**To do**
A – According to the biography of Wanda Zawidzka-Manteuffel, where did she hold a scholarship from 1935 to 1937?
B – Continue the biography of Wanda Zawidzka-Manteuffel from where it stops.
---------- Selection ----------
Wanda Zawidzka-Manteuffel drew almost casually, designed with understated elegance, and—according to those close to her—carried no trace of ostentation. Her artistic talent seemed to emerge naturally and quietly. Unlike her two younger brothers, who both became engineers (Stanisław an electrician, Janusz a construction engineer), Wanda chose to study at the School of Fine Arts in Warsaw.
She completed secondary school in Płock, and from 1926 to 1931 studied at the Warsaw School of Fine Arts, training under Miłosz Kotarbiński, Karol Tichy, Tadeusz Pruszkowski, and in the specialist studios of Edmund Bartłomiejczyk, Władysław Skoczylas, Wojciech Jastrzębowski, Lucjan Kintopf, and Roman Schneider. She received her diploma in 1934, and from 1935 to 1937, she held a scholarship in Paris.
She began her professional career in the 1930s as a children’s book illustrator and commercial graphic artist. Her works from this period clearly reflect the Art Deco aesthetic. Between 1937 and 1939, she was a member of the Circle of Advertising Graphic Artists and the Union of Professional Visual Artists. After WWII, she joined the ZAIKS Authors’ Association, the Ład Artists’ Cooperative, and, from 1974, the Keramos Association, which she co-founded.
From 1946, she worked with the Office for the Supervision of Aesthetic Production, collaborating with industrial manufacturers. She also led training courses for female employees of the Włocławek Faience Factory, using the Antoni Buszek teaching method.
---------- Excerpted records ----------
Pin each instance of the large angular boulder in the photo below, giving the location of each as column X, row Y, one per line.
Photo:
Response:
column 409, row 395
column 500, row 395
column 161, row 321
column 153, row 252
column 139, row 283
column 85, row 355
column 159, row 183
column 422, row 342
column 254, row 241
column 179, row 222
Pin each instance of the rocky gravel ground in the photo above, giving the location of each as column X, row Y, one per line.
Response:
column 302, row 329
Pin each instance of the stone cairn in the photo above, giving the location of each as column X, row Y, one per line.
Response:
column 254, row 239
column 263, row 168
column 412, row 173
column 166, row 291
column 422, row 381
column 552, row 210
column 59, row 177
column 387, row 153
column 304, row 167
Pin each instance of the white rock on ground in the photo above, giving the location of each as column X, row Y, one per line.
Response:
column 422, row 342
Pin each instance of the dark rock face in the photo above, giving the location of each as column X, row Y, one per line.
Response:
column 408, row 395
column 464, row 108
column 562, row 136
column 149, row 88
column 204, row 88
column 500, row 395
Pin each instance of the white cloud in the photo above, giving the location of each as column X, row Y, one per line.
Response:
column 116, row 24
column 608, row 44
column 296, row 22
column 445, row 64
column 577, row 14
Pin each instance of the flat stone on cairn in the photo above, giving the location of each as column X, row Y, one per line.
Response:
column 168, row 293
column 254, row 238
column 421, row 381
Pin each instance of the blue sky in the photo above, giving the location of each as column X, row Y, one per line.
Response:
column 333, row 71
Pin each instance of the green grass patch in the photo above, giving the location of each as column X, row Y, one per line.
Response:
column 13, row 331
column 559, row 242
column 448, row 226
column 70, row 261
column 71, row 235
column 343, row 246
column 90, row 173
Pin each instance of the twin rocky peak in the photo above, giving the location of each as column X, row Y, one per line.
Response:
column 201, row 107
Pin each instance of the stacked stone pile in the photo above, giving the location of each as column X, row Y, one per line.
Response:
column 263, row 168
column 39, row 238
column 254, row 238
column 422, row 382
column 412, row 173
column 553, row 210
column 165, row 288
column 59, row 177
----------
---------- Excerpted records ----------
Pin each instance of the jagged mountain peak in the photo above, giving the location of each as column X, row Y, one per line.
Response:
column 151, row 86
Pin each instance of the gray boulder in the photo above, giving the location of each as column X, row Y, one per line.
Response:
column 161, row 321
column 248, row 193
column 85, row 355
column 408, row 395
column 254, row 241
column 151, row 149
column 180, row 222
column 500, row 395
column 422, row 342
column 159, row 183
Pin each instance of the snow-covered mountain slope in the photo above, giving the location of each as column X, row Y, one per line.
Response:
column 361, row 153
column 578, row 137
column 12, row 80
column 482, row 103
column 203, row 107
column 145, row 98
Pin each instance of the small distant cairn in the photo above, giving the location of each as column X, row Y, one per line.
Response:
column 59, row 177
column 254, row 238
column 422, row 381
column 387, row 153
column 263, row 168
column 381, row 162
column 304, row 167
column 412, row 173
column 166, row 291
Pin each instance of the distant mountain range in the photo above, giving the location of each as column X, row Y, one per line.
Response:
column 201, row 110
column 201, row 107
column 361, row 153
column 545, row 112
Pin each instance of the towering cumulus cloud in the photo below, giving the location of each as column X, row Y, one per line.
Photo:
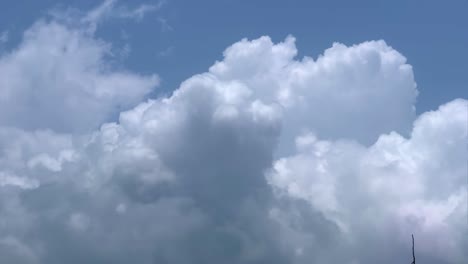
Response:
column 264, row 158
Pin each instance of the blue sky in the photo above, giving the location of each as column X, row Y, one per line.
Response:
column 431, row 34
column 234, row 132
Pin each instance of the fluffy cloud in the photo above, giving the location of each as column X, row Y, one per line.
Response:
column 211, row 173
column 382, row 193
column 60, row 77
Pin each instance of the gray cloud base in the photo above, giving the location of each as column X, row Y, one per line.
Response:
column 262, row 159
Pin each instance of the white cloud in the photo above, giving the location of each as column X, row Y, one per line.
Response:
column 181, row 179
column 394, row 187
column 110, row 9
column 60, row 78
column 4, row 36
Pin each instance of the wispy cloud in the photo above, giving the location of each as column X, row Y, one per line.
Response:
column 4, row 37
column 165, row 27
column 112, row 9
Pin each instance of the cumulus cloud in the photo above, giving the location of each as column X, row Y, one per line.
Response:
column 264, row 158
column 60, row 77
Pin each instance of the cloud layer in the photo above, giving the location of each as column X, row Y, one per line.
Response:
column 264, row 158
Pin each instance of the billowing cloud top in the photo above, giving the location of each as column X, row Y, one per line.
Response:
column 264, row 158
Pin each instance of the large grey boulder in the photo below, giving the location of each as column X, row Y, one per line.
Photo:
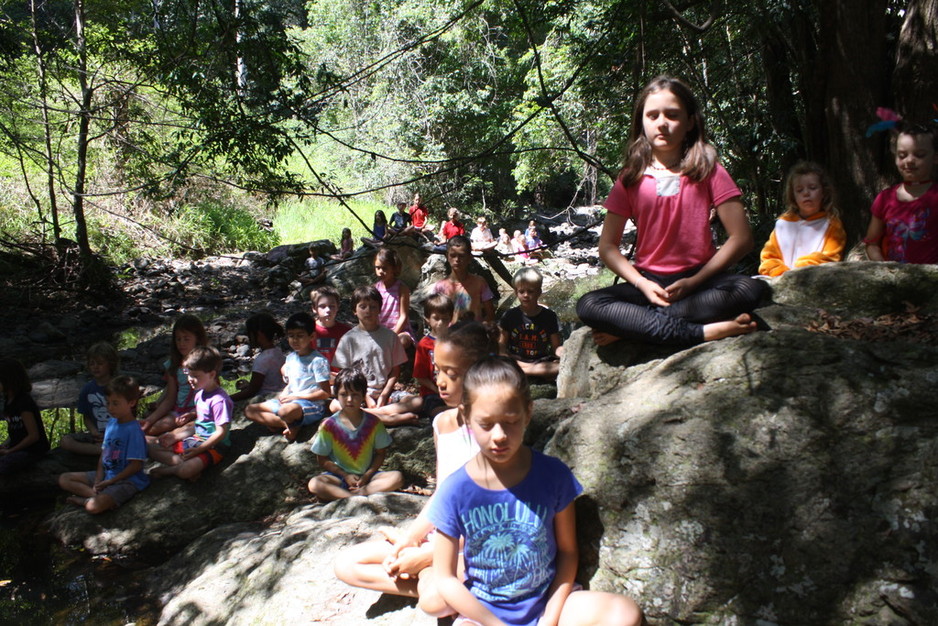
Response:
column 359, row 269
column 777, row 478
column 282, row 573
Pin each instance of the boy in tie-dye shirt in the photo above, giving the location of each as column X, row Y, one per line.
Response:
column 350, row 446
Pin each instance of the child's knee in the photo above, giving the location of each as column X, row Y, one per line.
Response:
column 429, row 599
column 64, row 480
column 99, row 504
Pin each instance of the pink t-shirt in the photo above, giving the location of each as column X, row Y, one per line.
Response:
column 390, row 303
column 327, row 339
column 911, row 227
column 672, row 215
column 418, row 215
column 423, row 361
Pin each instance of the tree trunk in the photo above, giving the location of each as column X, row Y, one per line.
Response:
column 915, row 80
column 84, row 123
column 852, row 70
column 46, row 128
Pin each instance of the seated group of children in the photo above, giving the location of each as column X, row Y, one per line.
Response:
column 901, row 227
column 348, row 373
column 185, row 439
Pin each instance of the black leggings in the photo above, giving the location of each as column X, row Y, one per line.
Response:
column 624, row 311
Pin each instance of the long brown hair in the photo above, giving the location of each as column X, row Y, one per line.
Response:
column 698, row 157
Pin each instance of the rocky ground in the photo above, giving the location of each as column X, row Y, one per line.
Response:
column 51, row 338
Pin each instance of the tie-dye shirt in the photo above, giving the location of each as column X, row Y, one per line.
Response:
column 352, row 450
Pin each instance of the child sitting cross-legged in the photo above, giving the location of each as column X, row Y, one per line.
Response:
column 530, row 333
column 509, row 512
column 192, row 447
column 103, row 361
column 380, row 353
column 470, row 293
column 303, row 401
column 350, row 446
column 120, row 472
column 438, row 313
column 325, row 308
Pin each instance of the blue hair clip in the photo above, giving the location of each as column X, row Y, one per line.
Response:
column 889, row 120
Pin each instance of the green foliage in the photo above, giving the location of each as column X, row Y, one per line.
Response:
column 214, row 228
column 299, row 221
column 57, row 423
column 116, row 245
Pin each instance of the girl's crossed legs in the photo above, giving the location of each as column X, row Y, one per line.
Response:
----------
---------- Excerpted records ----------
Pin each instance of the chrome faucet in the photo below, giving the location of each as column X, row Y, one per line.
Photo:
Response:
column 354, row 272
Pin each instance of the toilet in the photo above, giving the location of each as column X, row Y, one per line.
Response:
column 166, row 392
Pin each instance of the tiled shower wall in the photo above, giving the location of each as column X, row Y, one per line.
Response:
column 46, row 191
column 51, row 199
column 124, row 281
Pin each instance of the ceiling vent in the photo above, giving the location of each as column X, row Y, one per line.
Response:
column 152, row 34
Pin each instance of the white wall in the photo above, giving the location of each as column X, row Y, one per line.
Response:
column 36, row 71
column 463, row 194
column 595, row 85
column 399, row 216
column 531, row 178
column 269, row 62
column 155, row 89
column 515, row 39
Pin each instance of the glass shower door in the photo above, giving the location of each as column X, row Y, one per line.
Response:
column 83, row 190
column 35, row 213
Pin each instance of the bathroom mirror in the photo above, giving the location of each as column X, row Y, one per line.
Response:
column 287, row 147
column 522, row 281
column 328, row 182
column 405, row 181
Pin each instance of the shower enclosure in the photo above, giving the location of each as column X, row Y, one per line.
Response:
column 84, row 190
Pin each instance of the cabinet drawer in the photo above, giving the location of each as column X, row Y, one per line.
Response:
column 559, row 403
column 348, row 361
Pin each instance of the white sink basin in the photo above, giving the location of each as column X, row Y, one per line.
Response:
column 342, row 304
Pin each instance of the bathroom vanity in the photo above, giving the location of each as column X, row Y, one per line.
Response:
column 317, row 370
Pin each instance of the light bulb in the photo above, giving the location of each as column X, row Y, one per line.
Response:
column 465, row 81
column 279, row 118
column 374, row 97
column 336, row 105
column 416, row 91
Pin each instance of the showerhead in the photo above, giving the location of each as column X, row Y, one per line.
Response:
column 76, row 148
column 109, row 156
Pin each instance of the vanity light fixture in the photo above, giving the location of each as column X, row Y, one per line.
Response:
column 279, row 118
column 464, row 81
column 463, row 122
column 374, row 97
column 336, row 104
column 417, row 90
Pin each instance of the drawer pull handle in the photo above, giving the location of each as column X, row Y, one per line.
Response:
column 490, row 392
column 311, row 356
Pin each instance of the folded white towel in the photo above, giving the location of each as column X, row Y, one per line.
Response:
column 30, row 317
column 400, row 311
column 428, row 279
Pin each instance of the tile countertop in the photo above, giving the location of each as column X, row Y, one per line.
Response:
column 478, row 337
----------
**The answers**
A – She held a scholarship in Paris.

B –
In 1946, she began working with a glassworks in Polanica-Zdrój, where she not only created unique, one-of-a-kind pieces but also oversaw the production of other artists’ designs, including those by Jan Kurzątkowski. She later continued her glasswork at the “Sudety” Household Glassworks in Szczytna. Her early glass designs included functional sets (glasses, goblets, carafes) made of green or clear glass, sometimes decorated with colored overlays or strands of colored glass.
The 1950s marked the most active period in her creative life. Early in the decade, she worked as a designer for the Institute of Industrial Design, creating glass, ceramics, and printed textiles.
Between 1950 and 1955, in collaboration with Halina Jastrzębowska-Sigmund and Henryk Gaczyński, she designed chandeliers for the Palace of Culture and Science in Warsaw (produced by the “Julia” Crystal Glassworks in Szklarska Poręba), and also for the Grand Theatre in Warsaw.
She simultaneously created ceramics at the Włocławek Faience Factory, and later in her own private studio in Warsaw. For the Ład cooperative, she designed jacquard textiles, featuring highly rhythmic compositions and restrained ornamentation in a style closely aligned with Art Deco. One of these designs won her first prize at the 11th Triennale of Decorative Arts in Milan (1957). In 1959, she joined the Glass Industry Selection Committee.
From the mid-1960s, Zawidzka-Manteuffel focused almost exclusively on glass. Between 1964 and 1979, she worked as head of the design center at the “Irena” Household Glassworks in Inowrocław, where she created delicate vessels and cut crystal designs. These often returned to her Art Deco roots, utilizing clean geometric line compositions.
In time, she also began producing unique glass pieces in Inowrocław — small spherical or oval vessels with soft, flowing forms, marked by gentle asymmetry, and often embellished with colored overlays or metal oxides fused into the glass mass. These works strongly echoed the glass aesthetics of the Art Nouveau era.